Please report every line from the material that contains the word "flat".

☆ ☆ ☆ ☆ ☆ ☆ ☆

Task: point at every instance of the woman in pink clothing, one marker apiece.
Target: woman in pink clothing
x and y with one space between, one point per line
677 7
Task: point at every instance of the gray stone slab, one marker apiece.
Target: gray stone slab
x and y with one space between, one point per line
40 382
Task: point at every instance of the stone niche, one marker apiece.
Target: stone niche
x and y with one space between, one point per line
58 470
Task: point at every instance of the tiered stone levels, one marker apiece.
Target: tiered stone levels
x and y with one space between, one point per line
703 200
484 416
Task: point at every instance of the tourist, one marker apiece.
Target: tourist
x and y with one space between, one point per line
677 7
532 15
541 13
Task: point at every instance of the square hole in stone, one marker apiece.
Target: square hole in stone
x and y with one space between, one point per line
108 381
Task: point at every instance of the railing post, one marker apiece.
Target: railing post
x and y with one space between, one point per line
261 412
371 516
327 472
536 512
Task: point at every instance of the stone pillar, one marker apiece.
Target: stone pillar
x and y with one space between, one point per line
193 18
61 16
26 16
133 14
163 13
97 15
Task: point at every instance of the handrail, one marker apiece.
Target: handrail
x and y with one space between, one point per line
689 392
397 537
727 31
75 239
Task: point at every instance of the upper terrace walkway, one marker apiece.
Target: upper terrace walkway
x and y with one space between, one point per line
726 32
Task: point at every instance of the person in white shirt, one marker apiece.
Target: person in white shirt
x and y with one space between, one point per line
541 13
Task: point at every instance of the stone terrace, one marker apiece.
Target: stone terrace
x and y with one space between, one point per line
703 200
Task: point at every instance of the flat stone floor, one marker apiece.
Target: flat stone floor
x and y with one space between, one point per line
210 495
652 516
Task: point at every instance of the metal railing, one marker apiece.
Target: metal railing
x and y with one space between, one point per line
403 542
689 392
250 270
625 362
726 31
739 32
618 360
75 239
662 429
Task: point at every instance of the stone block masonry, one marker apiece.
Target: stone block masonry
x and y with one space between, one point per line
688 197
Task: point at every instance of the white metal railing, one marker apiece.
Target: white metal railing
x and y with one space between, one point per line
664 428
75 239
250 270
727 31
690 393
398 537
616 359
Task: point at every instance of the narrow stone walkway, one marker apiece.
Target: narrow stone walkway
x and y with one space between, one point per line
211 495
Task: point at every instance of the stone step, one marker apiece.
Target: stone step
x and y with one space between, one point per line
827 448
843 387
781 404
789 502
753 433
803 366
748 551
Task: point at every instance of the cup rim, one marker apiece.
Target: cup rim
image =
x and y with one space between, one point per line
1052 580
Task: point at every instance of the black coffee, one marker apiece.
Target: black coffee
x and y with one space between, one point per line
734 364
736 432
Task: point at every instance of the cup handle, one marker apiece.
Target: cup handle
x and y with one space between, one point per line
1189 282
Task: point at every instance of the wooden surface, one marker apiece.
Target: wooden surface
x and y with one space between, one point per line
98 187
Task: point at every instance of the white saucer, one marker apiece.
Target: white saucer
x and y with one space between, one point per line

☆ ☆ ☆ ☆ ☆ ☆ ☆

§ **Solution below**:
Task: point at every instance of the flat stone floor, one marker apiece.
Target: flat stone floor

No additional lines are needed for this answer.